◆ **Given task**: Pick out each line in the listing below that contains the string "MultiPolygon", and copy those lines.

◆ **Records supplied**:

● ● ● ● ●

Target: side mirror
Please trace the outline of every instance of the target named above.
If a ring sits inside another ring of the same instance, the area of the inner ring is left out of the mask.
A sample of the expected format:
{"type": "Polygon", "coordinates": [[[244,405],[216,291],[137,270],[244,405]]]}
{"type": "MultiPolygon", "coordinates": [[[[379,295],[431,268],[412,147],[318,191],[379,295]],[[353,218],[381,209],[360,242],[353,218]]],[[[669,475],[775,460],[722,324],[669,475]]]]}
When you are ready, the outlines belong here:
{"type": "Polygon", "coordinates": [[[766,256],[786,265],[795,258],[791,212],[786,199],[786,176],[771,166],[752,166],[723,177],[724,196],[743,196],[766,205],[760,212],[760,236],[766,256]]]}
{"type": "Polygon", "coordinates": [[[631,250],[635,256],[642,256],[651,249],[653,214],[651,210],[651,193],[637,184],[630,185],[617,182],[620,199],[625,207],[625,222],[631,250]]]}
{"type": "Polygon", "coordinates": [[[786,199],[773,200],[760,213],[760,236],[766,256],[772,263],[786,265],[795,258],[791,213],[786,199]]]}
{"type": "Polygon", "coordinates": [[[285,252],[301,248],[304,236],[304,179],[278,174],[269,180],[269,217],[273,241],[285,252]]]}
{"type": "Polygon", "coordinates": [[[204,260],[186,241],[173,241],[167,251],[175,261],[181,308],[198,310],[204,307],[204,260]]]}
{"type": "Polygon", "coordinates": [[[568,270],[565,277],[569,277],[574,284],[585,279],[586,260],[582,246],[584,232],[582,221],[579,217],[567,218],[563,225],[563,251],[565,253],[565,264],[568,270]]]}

● ● ● ● ●

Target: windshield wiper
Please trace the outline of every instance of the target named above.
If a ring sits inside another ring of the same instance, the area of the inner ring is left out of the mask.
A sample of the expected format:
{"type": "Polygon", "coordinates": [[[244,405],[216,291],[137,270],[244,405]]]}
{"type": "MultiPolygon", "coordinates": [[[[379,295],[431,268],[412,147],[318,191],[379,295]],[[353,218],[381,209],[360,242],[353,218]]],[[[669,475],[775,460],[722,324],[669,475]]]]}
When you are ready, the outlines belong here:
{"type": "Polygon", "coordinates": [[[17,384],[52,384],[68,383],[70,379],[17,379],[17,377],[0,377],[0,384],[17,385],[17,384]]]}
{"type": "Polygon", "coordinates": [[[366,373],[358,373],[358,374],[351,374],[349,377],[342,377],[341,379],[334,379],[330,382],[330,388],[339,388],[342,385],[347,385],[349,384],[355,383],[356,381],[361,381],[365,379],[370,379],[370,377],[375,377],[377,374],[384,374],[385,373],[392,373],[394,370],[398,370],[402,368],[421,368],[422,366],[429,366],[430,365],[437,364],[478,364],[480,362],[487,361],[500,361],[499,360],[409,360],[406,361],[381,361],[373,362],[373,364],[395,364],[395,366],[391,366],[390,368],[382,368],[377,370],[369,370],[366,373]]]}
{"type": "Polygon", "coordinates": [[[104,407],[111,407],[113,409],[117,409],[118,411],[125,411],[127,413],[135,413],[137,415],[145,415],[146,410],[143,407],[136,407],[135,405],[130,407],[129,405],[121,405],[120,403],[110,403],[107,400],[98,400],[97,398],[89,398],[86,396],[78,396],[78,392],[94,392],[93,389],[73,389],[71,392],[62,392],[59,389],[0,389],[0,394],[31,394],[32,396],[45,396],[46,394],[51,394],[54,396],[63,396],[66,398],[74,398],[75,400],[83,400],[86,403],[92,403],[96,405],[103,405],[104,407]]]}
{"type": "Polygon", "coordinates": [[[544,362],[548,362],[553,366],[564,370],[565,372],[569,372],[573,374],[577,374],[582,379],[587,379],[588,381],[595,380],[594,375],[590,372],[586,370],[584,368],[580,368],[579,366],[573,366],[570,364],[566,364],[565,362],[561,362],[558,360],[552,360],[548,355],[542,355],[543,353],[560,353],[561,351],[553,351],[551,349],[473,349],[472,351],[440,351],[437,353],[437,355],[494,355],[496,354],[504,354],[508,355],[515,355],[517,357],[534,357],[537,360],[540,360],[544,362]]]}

● ● ● ● ●

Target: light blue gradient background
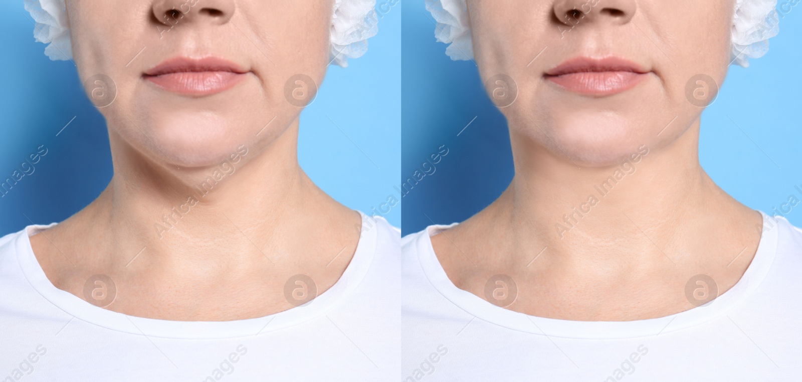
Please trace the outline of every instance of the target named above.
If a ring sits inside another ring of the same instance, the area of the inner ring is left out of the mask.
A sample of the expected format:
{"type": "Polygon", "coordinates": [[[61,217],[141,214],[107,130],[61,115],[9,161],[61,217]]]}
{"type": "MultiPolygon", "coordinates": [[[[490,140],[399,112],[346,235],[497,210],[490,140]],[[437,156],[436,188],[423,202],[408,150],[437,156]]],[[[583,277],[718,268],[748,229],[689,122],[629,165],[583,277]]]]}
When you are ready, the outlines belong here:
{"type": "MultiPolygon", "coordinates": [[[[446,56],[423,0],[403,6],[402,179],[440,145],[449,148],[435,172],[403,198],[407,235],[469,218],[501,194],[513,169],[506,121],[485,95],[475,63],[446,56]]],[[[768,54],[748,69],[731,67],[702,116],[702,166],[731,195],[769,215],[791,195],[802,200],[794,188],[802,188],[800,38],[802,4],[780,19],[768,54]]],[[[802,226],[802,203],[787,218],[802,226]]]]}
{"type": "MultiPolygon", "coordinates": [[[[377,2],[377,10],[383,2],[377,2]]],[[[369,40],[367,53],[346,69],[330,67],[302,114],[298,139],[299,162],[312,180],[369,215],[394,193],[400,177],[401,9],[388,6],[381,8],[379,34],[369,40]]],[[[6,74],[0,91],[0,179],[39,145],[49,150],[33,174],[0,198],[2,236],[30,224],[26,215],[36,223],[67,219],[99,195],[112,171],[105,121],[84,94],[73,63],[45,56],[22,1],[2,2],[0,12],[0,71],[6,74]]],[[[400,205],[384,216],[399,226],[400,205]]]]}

● ● ● ● ●

◆ **Task response**:
{"type": "MultiPolygon", "coordinates": [[[[379,295],[431,268],[412,147],[318,191],[379,295]],[[353,218],[381,209],[360,242],[353,218]]],[[[669,475],[775,460],[722,324],[669,475]]]]}
{"type": "MultiPolygon", "coordinates": [[[[379,295],[431,268],[412,147],[318,191],[379,295]],[[353,218],[381,209],[360,242],[353,218]]],[[[669,475],[775,460],[722,324],[669,475]]]]}
{"type": "MultiPolygon", "coordinates": [[[[490,140],[399,112],[346,235],[497,210],[490,140]],[[437,156],[436,188],[423,202],[408,150],[437,156]]],[[[583,277],[718,268],[748,229],[689,122],[629,165],[583,277]]]]}
{"type": "MultiPolygon", "coordinates": [[[[446,56],[423,0],[403,6],[402,179],[440,145],[449,148],[435,172],[403,198],[407,235],[469,218],[501,194],[513,169],[506,121],[485,95],[475,63],[446,56]]],[[[768,54],[748,69],[731,67],[702,116],[702,166],[731,195],[769,215],[791,195],[802,200],[794,188],[802,188],[800,38],[802,4],[780,19],[768,54]]],[[[802,226],[802,203],[787,218],[802,226]]]]}
{"type": "MultiPolygon", "coordinates": [[[[377,2],[377,10],[383,2],[377,2]]],[[[369,40],[367,53],[346,69],[330,67],[302,114],[298,139],[299,162],[312,180],[369,215],[394,193],[400,177],[401,9],[388,6],[381,8],[379,34],[369,40]]],[[[6,74],[0,91],[0,179],[39,145],[49,150],[33,174],[0,198],[2,236],[30,224],[26,215],[36,223],[67,219],[99,195],[112,171],[105,121],[84,94],[73,63],[45,56],[22,1],[2,2],[0,12],[0,71],[6,74]]],[[[400,205],[384,216],[399,226],[400,205]]]]}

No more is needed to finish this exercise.